**Task requirements**. Report each line of the entries below that contains the string "rice", matching case exactly.

──────── The records

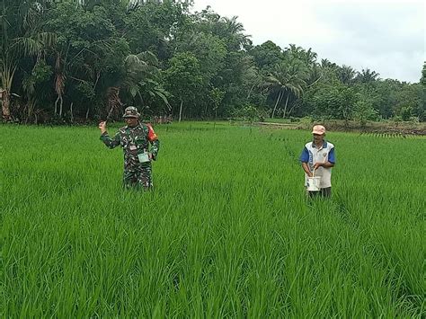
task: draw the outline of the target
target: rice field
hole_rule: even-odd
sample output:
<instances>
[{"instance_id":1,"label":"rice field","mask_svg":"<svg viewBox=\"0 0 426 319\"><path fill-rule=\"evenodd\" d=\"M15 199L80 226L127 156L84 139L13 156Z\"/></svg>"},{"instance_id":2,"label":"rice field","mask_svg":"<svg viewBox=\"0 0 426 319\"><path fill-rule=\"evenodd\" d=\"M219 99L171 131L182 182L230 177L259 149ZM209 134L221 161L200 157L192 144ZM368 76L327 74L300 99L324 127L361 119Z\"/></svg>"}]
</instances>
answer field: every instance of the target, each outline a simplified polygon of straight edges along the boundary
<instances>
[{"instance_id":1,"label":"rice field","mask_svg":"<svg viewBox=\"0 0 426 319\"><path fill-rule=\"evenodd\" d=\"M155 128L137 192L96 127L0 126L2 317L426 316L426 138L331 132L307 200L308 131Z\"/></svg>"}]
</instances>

────────────────
──────── The records

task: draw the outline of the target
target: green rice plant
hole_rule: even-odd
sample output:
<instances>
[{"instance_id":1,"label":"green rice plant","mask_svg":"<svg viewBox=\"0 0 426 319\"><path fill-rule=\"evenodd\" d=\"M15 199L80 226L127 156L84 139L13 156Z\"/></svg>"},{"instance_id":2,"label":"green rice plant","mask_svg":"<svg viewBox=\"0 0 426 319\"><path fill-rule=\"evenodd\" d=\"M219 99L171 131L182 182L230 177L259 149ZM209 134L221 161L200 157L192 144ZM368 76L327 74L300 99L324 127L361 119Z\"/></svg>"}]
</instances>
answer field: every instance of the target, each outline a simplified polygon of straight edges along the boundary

────────────────
──────── The records

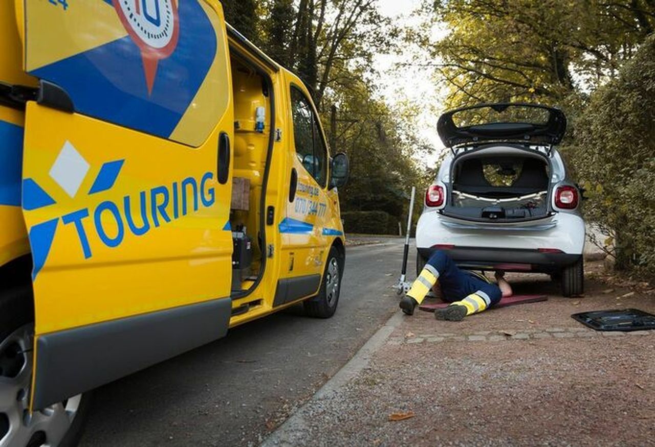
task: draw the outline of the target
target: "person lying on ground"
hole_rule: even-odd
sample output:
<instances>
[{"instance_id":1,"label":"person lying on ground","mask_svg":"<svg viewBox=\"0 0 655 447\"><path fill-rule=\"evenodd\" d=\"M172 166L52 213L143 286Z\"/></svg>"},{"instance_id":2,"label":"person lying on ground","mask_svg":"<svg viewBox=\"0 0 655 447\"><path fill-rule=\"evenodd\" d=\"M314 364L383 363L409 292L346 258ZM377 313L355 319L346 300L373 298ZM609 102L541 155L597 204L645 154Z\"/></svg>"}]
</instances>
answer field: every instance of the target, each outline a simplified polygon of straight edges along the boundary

────────────────

**Complete output**.
target: rice field
[{"instance_id":1,"label":"rice field","mask_svg":"<svg viewBox=\"0 0 426 319\"><path fill-rule=\"evenodd\" d=\"M15 199L80 226L127 156L84 139L13 156Z\"/></svg>"},{"instance_id":2,"label":"rice field","mask_svg":"<svg viewBox=\"0 0 426 319\"><path fill-rule=\"evenodd\" d=\"M219 99L171 131L182 182L230 177L259 149ZM209 134L221 161L200 157L192 144ZM368 76L327 74L300 99L324 127L361 119Z\"/></svg>"}]
[{"instance_id":1,"label":"rice field","mask_svg":"<svg viewBox=\"0 0 426 319\"><path fill-rule=\"evenodd\" d=\"M155 128L137 192L96 127L0 126L2 317L426 316L426 138L331 132L307 200L308 131Z\"/></svg>"}]
target: green rice plant
[{"instance_id":1,"label":"green rice plant","mask_svg":"<svg viewBox=\"0 0 426 319\"><path fill-rule=\"evenodd\" d=\"M15 199L80 226L127 156L84 139L13 156Z\"/></svg>"},{"instance_id":2,"label":"green rice plant","mask_svg":"<svg viewBox=\"0 0 426 319\"><path fill-rule=\"evenodd\" d=\"M219 99L171 131L182 182L230 177L259 149ZM209 134L221 161L200 157L192 144ZM368 76L327 74L300 99L324 127L361 119Z\"/></svg>"}]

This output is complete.